Dataset lines showing where objects appear
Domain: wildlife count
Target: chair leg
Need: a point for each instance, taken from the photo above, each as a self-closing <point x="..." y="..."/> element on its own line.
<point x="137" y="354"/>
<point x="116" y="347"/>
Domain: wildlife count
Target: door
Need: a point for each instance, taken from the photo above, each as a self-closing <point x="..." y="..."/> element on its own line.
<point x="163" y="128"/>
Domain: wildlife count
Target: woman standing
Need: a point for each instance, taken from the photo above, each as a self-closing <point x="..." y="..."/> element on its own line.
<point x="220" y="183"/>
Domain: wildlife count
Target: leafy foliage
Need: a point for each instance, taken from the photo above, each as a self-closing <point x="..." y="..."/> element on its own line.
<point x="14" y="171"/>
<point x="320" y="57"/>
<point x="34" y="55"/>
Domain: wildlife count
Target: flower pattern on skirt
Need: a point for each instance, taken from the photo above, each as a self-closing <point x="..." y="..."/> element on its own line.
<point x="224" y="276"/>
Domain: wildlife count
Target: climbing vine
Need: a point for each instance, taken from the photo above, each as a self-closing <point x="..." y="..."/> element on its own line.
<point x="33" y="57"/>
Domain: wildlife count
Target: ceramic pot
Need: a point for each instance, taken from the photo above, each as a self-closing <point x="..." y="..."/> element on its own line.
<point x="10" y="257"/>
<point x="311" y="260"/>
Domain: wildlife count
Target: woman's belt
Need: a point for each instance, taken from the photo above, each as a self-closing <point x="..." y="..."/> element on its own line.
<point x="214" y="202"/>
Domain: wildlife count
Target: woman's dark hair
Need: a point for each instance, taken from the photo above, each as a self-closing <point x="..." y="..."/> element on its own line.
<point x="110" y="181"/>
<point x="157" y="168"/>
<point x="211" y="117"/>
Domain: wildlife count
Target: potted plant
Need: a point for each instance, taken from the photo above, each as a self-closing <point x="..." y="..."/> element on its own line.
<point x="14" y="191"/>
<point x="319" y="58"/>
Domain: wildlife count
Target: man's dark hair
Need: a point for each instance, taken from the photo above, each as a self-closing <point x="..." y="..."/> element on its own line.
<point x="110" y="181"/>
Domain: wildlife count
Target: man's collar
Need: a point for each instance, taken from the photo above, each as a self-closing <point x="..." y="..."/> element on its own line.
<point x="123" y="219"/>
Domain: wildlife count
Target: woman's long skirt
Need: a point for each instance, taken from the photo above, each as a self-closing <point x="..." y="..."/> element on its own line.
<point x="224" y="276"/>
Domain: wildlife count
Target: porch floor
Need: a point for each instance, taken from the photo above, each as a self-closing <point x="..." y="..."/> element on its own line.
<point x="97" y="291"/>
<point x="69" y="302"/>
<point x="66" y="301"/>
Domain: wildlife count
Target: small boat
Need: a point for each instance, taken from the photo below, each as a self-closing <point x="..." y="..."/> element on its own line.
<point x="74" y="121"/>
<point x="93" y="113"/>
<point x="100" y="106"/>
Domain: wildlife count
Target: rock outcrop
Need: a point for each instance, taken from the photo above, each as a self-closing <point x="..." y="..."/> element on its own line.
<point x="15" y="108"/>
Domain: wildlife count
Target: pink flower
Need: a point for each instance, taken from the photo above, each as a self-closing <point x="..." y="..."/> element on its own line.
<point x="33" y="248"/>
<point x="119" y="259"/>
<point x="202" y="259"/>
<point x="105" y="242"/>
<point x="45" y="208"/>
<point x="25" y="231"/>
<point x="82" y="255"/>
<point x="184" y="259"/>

What is needed> Please report every line above that contains the word "woman", copying each one in full. Case counts.

Exercise response>
Target: woman standing
Target: woman's belt
Target: woman's dark hair
Target: woman's long skirt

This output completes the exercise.